> _Task prompt_:
Rewrite the listing below, substituting "location" for "position" wherever it occurs and leaving everything else unchanged.

> _Dataset_:
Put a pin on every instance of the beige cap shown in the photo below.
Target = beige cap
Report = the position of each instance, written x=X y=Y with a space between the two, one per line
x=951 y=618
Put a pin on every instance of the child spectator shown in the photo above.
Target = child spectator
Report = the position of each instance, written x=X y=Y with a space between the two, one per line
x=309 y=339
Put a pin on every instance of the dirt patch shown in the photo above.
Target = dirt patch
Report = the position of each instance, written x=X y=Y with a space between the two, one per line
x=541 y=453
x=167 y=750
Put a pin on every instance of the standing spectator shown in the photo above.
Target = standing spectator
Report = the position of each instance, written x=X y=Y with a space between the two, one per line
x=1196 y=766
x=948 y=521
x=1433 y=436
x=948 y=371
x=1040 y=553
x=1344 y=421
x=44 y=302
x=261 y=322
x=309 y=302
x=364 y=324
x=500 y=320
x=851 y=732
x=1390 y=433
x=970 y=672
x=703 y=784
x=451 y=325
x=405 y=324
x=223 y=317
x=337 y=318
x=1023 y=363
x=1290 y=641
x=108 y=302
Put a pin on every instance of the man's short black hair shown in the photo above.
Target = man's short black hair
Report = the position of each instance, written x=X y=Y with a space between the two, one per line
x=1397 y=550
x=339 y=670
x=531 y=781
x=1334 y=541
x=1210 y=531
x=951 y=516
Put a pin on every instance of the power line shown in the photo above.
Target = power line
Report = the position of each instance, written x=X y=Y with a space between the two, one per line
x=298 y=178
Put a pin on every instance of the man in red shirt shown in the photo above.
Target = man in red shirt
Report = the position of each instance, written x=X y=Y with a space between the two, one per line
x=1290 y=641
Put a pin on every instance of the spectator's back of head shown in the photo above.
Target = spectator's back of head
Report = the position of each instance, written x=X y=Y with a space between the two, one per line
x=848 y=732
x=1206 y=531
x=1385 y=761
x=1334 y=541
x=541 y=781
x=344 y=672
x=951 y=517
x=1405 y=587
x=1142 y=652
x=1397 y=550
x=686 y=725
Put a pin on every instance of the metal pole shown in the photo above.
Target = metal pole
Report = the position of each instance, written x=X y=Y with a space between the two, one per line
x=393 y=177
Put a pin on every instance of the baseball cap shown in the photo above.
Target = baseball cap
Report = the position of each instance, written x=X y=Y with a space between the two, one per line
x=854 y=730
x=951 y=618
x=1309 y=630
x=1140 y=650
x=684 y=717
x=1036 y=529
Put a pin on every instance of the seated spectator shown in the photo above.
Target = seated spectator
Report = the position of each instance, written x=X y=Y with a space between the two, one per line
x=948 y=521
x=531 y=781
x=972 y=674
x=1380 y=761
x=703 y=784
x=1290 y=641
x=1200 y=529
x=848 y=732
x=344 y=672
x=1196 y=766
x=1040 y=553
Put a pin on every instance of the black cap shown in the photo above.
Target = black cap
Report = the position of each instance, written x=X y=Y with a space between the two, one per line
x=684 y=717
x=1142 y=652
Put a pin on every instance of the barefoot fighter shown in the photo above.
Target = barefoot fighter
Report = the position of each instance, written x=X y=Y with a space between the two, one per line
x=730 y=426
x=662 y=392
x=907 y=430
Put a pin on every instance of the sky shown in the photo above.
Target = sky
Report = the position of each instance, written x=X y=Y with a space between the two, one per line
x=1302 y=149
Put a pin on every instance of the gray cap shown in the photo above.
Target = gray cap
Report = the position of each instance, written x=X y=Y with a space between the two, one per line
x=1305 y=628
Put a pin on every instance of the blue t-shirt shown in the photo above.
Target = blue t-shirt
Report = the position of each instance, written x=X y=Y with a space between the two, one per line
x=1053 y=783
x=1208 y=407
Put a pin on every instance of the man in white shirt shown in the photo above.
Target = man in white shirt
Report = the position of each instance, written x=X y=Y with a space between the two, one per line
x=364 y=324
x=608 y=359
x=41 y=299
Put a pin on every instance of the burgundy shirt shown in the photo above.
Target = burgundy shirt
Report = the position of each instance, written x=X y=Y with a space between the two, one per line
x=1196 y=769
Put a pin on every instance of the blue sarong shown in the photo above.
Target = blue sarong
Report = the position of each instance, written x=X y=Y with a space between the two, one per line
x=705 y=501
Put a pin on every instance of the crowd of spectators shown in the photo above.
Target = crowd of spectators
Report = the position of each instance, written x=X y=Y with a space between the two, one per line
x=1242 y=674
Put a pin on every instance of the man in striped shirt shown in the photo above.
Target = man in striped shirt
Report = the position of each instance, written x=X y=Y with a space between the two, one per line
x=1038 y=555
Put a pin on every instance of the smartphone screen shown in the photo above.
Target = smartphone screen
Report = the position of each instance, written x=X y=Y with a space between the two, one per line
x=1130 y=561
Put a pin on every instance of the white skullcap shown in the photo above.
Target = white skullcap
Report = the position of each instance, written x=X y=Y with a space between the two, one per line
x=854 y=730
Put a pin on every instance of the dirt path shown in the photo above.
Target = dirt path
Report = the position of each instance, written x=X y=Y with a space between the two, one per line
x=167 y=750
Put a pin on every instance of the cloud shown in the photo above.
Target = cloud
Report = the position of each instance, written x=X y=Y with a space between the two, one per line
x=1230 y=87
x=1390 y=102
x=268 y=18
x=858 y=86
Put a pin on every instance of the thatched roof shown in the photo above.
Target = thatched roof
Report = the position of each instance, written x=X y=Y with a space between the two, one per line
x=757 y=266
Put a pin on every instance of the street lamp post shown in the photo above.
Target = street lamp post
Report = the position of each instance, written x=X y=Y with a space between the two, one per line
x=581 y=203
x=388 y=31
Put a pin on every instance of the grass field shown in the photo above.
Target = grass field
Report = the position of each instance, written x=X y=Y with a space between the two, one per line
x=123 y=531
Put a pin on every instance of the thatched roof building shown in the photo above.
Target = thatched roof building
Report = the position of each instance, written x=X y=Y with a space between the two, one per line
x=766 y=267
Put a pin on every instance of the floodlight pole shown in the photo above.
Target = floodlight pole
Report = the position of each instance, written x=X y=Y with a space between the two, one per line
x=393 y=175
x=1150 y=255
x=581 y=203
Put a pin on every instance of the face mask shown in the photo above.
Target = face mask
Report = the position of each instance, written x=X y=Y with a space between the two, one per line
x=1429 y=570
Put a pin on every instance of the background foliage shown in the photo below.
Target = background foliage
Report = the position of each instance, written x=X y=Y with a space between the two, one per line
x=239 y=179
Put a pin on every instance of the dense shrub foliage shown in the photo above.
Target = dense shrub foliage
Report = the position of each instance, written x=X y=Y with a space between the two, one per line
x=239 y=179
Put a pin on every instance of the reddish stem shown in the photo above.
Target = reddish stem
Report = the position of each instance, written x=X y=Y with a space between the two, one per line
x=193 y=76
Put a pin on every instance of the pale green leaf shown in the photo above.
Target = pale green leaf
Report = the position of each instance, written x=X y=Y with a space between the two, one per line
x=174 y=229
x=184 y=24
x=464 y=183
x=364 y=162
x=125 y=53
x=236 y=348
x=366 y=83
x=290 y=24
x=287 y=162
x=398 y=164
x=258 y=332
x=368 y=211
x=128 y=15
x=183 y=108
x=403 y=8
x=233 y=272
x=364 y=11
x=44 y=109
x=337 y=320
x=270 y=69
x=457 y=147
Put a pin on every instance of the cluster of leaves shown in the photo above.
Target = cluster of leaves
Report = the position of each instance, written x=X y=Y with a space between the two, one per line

> _Response below_:
Put a pin on every instance of the beige cap shown in the photo below.
Target = beige cap
Report = the location of each instance, written x=X y=Y with a space between the two, one per line
x=951 y=618
Put a pin on every instance of the child spectator shown in the photo above.
Target = child spectator
Report = the location of each instance, written x=X y=Y with a space between the two, one per line
x=309 y=339
Put a pin on every instance of the dirt patch shown in the photo above.
Target = dirt patch
Report = the location of each instance, written x=X y=Y with a space between the two, one per line
x=541 y=453
x=167 y=750
Put a pin on every instance of the standing spectator shown in the photo above.
Target = standing spectator
Report = the location of each instance, written x=X y=Y with a space between the two, one per line
x=1196 y=766
x=948 y=521
x=1433 y=436
x=948 y=371
x=1040 y=553
x=1344 y=421
x=44 y=302
x=261 y=322
x=309 y=302
x=364 y=324
x=500 y=320
x=851 y=732
x=1390 y=433
x=970 y=672
x=703 y=784
x=451 y=325
x=405 y=324
x=223 y=317
x=337 y=318
x=1023 y=363
x=1290 y=641
x=108 y=302
Put a pin on every instance of the man's short black hair shown in the photo above.
Target = man's short black hair
Report = the location of each instance, written x=X y=Y with a space between the two, one per line
x=1397 y=550
x=339 y=670
x=531 y=781
x=1334 y=541
x=1210 y=531
x=951 y=516
Put a pin on every instance of the power line shown in the photo above.
Target = power line
Report = the location of each instance, written x=X y=Y with a space between the two, one per line
x=298 y=178
Put a pin on every instance of the man in red shirt shown in the photo above.
Target = man in red shirt
Report = the location of each instance, written x=X y=Y with a space between the two, one per line
x=1290 y=641
Put a pin on every instance of the spectator's back of head shown in the photo above.
Target = spectator's back of head
Report = the location of each instance, written x=X y=Y with a space between the two, one per line
x=848 y=732
x=1206 y=531
x=1385 y=761
x=1334 y=541
x=541 y=781
x=344 y=672
x=951 y=517
x=1405 y=587
x=1142 y=652
x=1397 y=550
x=686 y=725
Put a pin on every instance of the metal pole shown in the photo above.
Target = metal pole
Report = the location of each instance, written x=X y=Y with a space between the two, one per line
x=393 y=177
Put a pin on every instance of the baseball cap shown in the photo above.
Target = baseball cap
Report = the location of each instance, written x=X y=Y with a space between the two, one per line
x=854 y=730
x=951 y=618
x=1309 y=630
x=1140 y=650
x=684 y=717
x=1036 y=529
Put a pin on every instance of the seated spectator shown in the photo above.
Target = seated spectator
Report = the location of each instance, written x=X y=Y with a space between the two, one per line
x=948 y=521
x=531 y=781
x=972 y=674
x=1380 y=761
x=703 y=784
x=1290 y=641
x=1200 y=529
x=848 y=732
x=344 y=672
x=1196 y=766
x=1040 y=553
Put a pin on every instance of the black cap shown in the photo above.
Target = black cap
Report = the location of each instance, written x=X y=Y with a space between the two, one per line
x=684 y=717
x=1142 y=652
Put a pin on every instance of the barefoot fighter shown in the photo above.
Target = barefoot fighter
Report = the location of each instance, written x=X y=Y with a space between the two, one per line
x=730 y=426
x=662 y=392
x=907 y=430
Put a pin on every instance of the sky shown in the photo above.
Target = sky
Report = the location of each instance, written x=X y=Y with a space between the two, one per line
x=1302 y=149
Put a pin on every instance of the gray cap shown in the photo above.
Target = gray cap
Report = the location of each instance, written x=X y=Y with a space between the two, one per line
x=1305 y=628
Put a pin on every instance of the blue t-shirt shown in the photo above.
Target = blue t-shirt
Report = the location of each instance, written x=X y=Y with a space between the two, one per line
x=1053 y=783
x=1208 y=407
Put a pin on every instance of the man in white shirt shown in the photo above.
Target = man in white shirt
Report = the location of each instance, written x=X y=Y with a space between the two, one per line
x=364 y=324
x=608 y=359
x=41 y=299
Put a pin on every instance of the burgundy shirt shown in the photo above.
Target = burgundy shirt
Report = the location of each instance, written x=X y=Y with a space between the two, one per line
x=1196 y=769
Put a pin on every instance of the blue sarong shown in the photo above.
Target = blue sarong
Report = the location of each instance, written x=X y=Y with a space between the two, one per line
x=705 y=501
Put a pin on every instance of the crowd of spectators shown in the photo above.
Target = crowd of spectators
Report = the location of each instance, written x=X y=Y with a space between the two, one per line
x=1242 y=674
Put a pin on every instance of the man in striped shirt shown in the photo above.
Target = man in striped shirt
Report = the location of each instance, written x=X y=Y with a space between the two, one per line
x=1038 y=555
Put a pin on every instance of the smartphone screen shown in the photo above.
Target = smartphone screen
Report = the location of each instance, written x=X y=Y with a space between the two, one per line
x=1130 y=561
Put a pin on every instance of the white skullcap shown in the photo above.
Target = white skullcap
Report = the location of each instance, written x=X y=Y with a space between the two, one per line
x=854 y=730
Put a pin on every instance of the dirt path shown in the photo above.
Target = dirt path
Report = the location of each instance, written x=X y=Y with a space between the two, one per line
x=167 y=750
Put a pin on every instance of the cloud shown in the photo above.
Target = cloud
Report = the location of each instance, written x=X y=Y with a space between the two, one per line
x=1230 y=87
x=1390 y=102
x=268 y=18
x=858 y=86
Put a pin on every instance of the thatched roof shown in the photo above.
Target = thatched roof
Report = the location of each instance, written x=X y=Y with a space between the two, one per line
x=757 y=266
Put a pin on every instance of the street lamp post shown in the photo above.
Target = street lamp post
Report = the location of each instance, written x=X y=Y with a space between the two, one per line
x=581 y=203
x=388 y=31
Put a pin on every instance of the grass field shown in the photo above.
Target = grass field
Report = the location of each instance, written x=X y=Y with a space between the two, one per line
x=123 y=531
Put a pin on every instance of the thatched roof building shown in the photo above.
Target = thatched roof building
Report = the location of each instance, written x=X y=Y with a space between the two, one per line
x=766 y=267
Put a pin on every instance of the floodlight pole shown in the photo above.
Target = floodlight pole
Report = the location of each instance, written x=X y=Y with a space between the two, one per line
x=393 y=175
x=1150 y=255
x=581 y=203
Put a pin on every instance of the face mask shown in the photo above.
Target = face mask
Report = the location of each instance, written x=X y=Y with a space between the two, one per line
x=1429 y=570
Put a pin on every instance of the background foliage shown in the photo below.
Target = background foliage
Report = the location of each instance, written x=X y=Y with a space between the two, one per line
x=239 y=179
Put a pin on every instance of the dense shrub foliage shown in the photo above.
Target = dense shrub foliage
Report = the location of each instance, written x=X y=Y with a space between the two, one per line
x=239 y=179
Put a pin on every instance of the reddish stem shown in the photo above.
Target = reddish stem
Report = the location of each instance, written x=X y=Y with a space between the two, one per line
x=193 y=76
Put a pin on every instance of the pale green leaf shown in the photo above.
Target = pale green leaf
Report = the location of each instance, written x=X y=Y with a space between the two, one per line
x=174 y=229
x=184 y=24
x=464 y=183
x=364 y=162
x=125 y=53
x=236 y=348
x=366 y=83
x=290 y=24
x=287 y=162
x=398 y=164
x=258 y=332
x=368 y=211
x=128 y=15
x=183 y=108
x=403 y=8
x=233 y=272
x=364 y=11
x=44 y=109
x=337 y=320
x=270 y=69
x=457 y=147
Put a pin on every instance of the cluster of leaves shown in the photo above.
Target = cluster of leaves
Report = the location of each instance, written x=X y=Y with a space between the two, one per line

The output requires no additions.